*SET OF TASKS*:
1. List each drawback that the reply about java.lang.Math.fma gives for the proposal.
2. Continue the reply about java.lang.Math.fma from its last sentence.

*PROVIDED PASSAGE*:
====================

Re: Improving performance of the default implementation of java.lang.Math.fma

Raffaello Giulietti Tue, 23 Dec 2025 02:41:15 -0800

Hi,

both Math.fma() variants are annotated with @IntrinsicCandidate. This means 
that, in compiled machine code, the methods get replaced by a platform specific 
optimised instruction sequence, possibly just a single hardware instruction.


While your proposal seems to be more efficient than the current Java code, it 
suffers from some drawbacks:
* The methods are far less readable (and maintainable) than the current simple 
Java implementations.
* Being more convoluted, they require extensive review time to make sure they 
are 100% correct.
* They only benefit interpreted code, that is, code that is rarely executed. In 
normal circumstances, hot code does not execute the Java version.

====================

*EXTRACTED INFORMATION*:
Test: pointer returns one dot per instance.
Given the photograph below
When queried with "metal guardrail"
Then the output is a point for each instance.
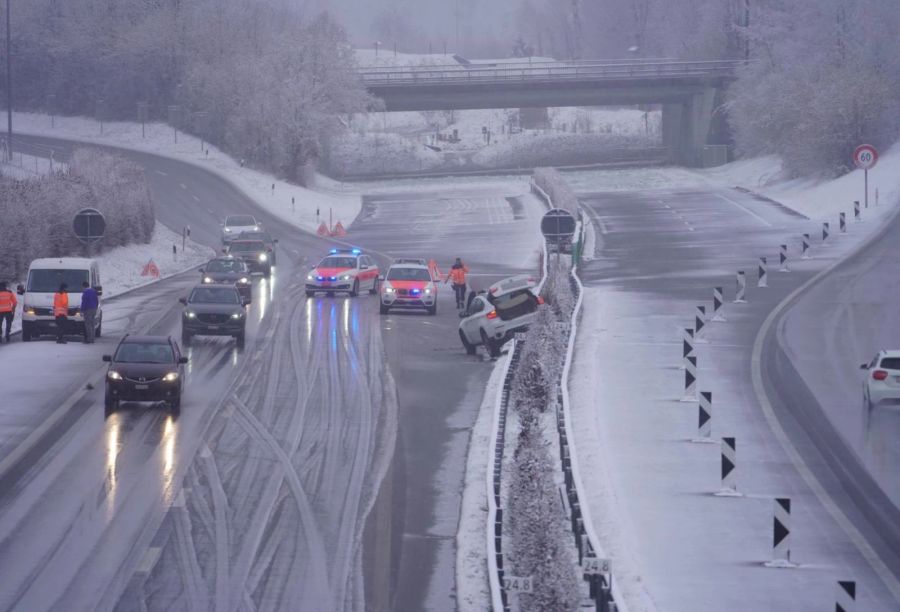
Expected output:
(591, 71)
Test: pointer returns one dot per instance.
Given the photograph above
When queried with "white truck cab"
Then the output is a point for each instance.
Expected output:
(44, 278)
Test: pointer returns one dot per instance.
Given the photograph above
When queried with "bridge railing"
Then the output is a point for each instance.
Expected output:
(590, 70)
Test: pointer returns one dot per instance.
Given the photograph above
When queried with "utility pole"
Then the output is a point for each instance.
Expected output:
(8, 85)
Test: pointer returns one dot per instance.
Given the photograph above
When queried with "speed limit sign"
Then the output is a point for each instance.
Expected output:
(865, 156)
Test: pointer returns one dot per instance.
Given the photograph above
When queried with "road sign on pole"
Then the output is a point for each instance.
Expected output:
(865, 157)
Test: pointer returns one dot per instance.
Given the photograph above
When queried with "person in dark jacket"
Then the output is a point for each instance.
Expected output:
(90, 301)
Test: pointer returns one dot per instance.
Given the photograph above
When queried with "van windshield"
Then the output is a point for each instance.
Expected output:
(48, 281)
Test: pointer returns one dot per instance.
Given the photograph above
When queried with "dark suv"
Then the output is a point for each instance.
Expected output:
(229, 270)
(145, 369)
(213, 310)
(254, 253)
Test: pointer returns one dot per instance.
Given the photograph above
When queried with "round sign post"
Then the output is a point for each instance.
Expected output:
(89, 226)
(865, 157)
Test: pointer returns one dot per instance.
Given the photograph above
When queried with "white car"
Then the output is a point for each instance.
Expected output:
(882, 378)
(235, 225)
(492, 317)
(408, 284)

====================

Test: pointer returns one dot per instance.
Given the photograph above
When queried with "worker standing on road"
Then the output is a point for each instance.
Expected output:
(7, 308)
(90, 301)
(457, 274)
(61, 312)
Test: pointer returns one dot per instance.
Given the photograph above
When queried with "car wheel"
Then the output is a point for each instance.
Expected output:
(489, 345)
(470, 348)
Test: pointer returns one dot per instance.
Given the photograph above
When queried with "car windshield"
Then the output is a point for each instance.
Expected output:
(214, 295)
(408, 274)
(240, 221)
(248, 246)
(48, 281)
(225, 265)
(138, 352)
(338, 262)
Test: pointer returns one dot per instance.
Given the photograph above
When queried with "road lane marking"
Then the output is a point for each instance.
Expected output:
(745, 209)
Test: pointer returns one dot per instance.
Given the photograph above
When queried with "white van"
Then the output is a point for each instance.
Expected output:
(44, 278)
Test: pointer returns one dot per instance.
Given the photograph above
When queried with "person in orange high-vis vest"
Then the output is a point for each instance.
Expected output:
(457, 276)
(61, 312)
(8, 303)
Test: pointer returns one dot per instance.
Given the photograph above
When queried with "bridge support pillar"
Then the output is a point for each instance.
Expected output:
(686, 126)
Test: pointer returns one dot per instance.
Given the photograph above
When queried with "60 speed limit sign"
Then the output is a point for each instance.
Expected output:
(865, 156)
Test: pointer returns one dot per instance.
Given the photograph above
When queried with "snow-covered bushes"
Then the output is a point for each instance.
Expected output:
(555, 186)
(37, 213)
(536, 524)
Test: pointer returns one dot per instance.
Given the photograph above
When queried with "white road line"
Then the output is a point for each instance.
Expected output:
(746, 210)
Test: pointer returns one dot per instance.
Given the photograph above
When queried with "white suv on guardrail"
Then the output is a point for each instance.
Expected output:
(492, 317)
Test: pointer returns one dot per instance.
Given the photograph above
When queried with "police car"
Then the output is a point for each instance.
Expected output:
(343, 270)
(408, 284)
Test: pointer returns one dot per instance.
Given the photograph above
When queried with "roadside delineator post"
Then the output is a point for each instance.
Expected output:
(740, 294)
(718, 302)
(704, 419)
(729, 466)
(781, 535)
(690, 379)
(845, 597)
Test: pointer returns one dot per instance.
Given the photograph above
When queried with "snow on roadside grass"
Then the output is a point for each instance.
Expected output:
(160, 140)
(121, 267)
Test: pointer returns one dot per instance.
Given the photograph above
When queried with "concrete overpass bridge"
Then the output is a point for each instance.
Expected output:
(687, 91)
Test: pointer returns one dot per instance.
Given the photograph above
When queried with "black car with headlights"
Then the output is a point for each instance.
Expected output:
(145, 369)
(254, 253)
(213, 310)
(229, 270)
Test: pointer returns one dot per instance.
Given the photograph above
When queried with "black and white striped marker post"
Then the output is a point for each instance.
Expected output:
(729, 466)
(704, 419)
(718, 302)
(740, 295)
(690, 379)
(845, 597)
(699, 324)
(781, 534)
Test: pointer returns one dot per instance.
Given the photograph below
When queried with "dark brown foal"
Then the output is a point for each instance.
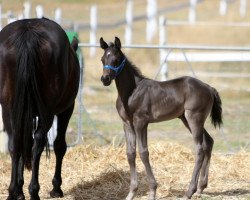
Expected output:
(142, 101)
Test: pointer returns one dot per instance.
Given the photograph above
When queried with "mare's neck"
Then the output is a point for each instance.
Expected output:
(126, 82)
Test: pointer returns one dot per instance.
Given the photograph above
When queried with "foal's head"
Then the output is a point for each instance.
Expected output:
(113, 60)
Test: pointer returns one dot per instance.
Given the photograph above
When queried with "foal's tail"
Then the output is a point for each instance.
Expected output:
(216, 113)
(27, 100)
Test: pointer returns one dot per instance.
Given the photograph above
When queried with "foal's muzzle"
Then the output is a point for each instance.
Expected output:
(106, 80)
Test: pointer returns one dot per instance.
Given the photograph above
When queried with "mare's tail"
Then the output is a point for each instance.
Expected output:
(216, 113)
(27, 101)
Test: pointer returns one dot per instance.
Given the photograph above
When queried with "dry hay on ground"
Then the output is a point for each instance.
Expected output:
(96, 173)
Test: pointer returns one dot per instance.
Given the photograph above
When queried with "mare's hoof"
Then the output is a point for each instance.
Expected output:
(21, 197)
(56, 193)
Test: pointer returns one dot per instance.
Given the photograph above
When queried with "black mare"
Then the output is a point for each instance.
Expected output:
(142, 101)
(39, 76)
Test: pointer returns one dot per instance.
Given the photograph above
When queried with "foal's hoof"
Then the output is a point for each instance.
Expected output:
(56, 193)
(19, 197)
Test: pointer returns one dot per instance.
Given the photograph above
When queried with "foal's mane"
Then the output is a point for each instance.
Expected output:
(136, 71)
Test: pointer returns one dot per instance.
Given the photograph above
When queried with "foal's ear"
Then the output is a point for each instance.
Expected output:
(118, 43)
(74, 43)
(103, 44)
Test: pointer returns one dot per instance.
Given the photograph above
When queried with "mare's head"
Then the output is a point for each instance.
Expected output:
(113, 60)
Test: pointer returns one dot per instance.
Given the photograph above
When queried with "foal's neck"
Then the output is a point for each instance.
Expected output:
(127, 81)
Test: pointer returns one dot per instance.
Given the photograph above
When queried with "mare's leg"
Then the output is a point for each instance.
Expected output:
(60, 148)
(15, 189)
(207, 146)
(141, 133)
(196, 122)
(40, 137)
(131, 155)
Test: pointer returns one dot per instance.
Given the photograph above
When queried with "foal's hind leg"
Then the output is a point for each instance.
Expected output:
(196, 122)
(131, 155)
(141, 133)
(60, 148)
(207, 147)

====================

*TASK-BY-TASK RESULTS*:
1.
- The methods are far less readable (and maintainable) than the current simple Java implementations.
- Being more convoluted, they require extensive review time to make sure they are 100% correct.
- They only benefit interpreted code, that is, code that is rarely executed; in normal circumstances, hot code does not execute the Java version.

2.
All in all, given the combination of the above, I'm not sure that a review 
effort would benefit the general public.

Also, your claim about improved efficiency should be substantiated by JMH 
results (https://github.com/openjdk/jmh) to convince this audience.

Greetings
Raffaello


________________________________________
From: core-libs-dev <[email protected]> on behalf of John Platts 
<[email protected]>
Sent: Sunday, December 21, 2025 06:12
To: [email protected]
Subject: Improving performance of the default implementation of 
java.lang.Math.fma

There is a much better way to implement java.lang.Math.fma(double, double, 
double) than the current default implementation in 
src/java.base/share/classes/java/lang/Math.java.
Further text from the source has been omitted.